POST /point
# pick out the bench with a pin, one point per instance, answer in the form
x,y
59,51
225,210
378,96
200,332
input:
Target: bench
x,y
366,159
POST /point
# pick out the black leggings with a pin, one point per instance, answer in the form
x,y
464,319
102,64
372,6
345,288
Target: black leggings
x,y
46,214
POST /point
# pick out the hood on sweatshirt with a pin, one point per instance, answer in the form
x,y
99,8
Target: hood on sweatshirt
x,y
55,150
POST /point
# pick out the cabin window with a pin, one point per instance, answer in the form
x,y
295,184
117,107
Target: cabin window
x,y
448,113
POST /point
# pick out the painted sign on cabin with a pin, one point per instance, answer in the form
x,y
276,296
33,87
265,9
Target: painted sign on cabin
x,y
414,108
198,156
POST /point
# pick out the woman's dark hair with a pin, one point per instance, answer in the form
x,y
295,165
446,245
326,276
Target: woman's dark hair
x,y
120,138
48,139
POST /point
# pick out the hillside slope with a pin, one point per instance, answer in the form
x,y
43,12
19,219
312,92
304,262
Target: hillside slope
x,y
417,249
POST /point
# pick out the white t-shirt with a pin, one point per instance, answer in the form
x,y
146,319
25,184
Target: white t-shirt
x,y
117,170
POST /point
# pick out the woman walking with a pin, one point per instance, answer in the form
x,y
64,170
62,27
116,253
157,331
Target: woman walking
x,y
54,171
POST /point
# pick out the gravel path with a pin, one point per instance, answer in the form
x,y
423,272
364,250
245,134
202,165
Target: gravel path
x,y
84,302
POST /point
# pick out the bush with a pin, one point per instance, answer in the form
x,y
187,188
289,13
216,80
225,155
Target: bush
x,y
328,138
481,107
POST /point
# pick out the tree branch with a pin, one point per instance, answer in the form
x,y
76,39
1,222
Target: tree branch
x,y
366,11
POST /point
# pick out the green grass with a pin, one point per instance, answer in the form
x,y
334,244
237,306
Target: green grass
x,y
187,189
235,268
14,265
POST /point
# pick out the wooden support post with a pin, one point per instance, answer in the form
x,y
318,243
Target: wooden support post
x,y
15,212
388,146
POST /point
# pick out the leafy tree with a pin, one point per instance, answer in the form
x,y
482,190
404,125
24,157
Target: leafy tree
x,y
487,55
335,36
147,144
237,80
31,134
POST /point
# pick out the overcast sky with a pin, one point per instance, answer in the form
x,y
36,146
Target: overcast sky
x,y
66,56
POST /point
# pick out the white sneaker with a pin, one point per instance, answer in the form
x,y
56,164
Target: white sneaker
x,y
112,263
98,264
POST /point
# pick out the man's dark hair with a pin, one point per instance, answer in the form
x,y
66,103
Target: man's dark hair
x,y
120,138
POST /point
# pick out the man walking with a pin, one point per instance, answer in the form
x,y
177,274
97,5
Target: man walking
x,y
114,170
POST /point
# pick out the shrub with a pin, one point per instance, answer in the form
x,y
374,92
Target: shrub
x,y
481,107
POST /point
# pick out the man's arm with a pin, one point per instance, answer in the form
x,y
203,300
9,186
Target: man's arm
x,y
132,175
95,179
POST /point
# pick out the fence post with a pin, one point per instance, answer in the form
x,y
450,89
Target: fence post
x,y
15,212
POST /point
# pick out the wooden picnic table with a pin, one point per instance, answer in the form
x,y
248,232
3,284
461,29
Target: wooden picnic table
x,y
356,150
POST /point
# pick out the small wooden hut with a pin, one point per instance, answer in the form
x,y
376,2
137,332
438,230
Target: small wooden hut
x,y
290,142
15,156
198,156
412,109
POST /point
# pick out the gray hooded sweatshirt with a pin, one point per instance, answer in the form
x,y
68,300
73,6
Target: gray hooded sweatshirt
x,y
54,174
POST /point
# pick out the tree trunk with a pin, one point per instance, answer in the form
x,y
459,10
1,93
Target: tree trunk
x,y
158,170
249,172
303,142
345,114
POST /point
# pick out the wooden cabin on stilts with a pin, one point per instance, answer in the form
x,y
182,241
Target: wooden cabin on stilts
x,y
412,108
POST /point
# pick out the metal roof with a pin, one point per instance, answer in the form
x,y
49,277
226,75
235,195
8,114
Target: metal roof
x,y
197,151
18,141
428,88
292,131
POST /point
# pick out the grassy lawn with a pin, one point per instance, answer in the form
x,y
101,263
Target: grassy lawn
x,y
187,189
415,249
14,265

──────────

WHAT YOU ARE ASKED TO DO: Retype all the records above without changing a word.

EXERCISE RESULT:
POST /point
# pick out the bench with a pin, one point per instance, answer in the form
x,y
59,51
225,210
378,96
200,332
input:
Target: bench
x,y
366,159
POST /point
# pick out the black leggings with a pin, one point per instance, answer in the form
x,y
464,319
102,64
372,6
345,288
Target: black leggings
x,y
46,214
POST /point
# pick out the hood on sweatshirt with a pin, one point per instance, answer in the form
x,y
99,8
Target: hood on sweatshirt
x,y
55,150
POST /point
# pick out the cabin window with a pin, one point per instance, answer in the form
x,y
295,184
117,107
Target: cabin window
x,y
448,113
POST /point
# pick out the painted sign on cabin with a pin, one point per instance, answer in the form
x,y
276,296
33,87
265,9
Target: painted sign on cabin
x,y
414,108
198,156
POST /point
# pick out the woman's dark hair with a pin, one point per instance, answer in the form
x,y
295,165
446,245
326,276
Target: woman's dark hair
x,y
120,138
48,139
POST /point
# pick out the hillside slope with a pin, one point per instance, answer in the form
x,y
43,12
19,219
312,92
304,262
Target: hillside slope
x,y
417,249
POST /point
# pick out the white t-shirt with a pin, one point per instance, answer in the form
x,y
146,319
25,184
Target: white t-shirt
x,y
117,170
POST /point
# pick out the woman walking with a pin, one point per instance, answer in the form
x,y
64,170
62,27
116,253
157,331
Target: woman walking
x,y
54,171
POST /point
# pick out the gravel path with a pin, one point per instance, answer in the form
x,y
423,272
364,250
245,134
202,165
Target: gravel path
x,y
84,302
POST /point
# pick out the bush with a pin, one point per instance, answer in the form
x,y
187,188
289,13
216,80
225,155
Target: bush
x,y
328,138
481,107
POST /point
# pick out the tree branch with a pin, one point per instance, answer in the form
x,y
76,39
1,222
Target: tree branch
x,y
366,11
POST /point
# pick out the green grass with a pin, one point per instance, answer in the form
x,y
334,244
237,306
Target: green grass
x,y
187,189
235,268
14,265
POST /point
# pick out the wooden support post with a pin, one point per instance, answer in the form
x,y
318,243
Target: wooden support post
x,y
15,212
388,146
POST /point
# pick out the leafy tree with a pin, one point per instance, answer in the form
x,y
482,190
404,125
24,157
Target: leafy tree
x,y
487,55
335,36
147,144
237,80
31,134
POST /point
# pick out the overcast sky with a pin, one point per instance, answer in the form
x,y
36,146
Target: overcast sky
x,y
66,56
POST /point
# pick out the white sneaker with a pin, one point per instance, answer in the form
x,y
56,164
Target: white sneaker
x,y
112,263
98,264
POST /point
# pick out the man's dark hair with a pin, one point per instance, answer in the form
x,y
66,103
Target: man's dark hair
x,y
120,138
POST /point
# pick out the man walking with a pin, one point per instance, answer in the form
x,y
177,274
97,5
Target: man walking
x,y
114,170
POST /point
# pick out the shrub with a pin, one point per instance, answer in the form
x,y
374,92
Target: shrub
x,y
481,107
POST /point
# pick out the man's arm with a pin, one point per instance, answer in the form
x,y
203,300
9,186
Target: man's arm
x,y
132,175
95,179
POST /point
# pick out the fence post with a pin, one point per instance, answer in the form
x,y
450,89
Target: fence post
x,y
15,212
POST /point
# pick out the wooden picnic table with a pin, one point per instance, answer in the form
x,y
248,232
3,284
461,29
Target: wooden picnic table
x,y
356,150
POST /point
# pick out the small wooden hut with a pin, one point per instance, answer in the form
x,y
376,2
137,332
438,230
Target: small wooden hut
x,y
290,142
15,156
198,156
412,109
POST /point
# pick out the gray hooded sweatshirt with a pin, one point per instance, answer in the form
x,y
68,300
73,6
Target: gray hooded sweatshirt
x,y
54,174
POST /point
# pick out the tree trunk with a pin, one point per instance, answer in the form
x,y
459,10
1,93
Target: tree trunk
x,y
158,170
249,172
303,142
345,114
POST /point
# pick out the wooden cabin on stilts with a pin, one point per instance, answer in the form
x,y
182,241
Target: wooden cabin on stilts
x,y
412,108
POST /point
# pick out the metal roof with a pin, one point per instance, answer in the form
x,y
49,277
226,75
235,195
8,114
Target: metal roof
x,y
197,151
18,141
428,88
292,131
POST /point
# pick out the grassy lawn with a pin, one point per instance, answer in the form
x,y
101,263
Target: grassy lawn
x,y
187,189
415,249
14,265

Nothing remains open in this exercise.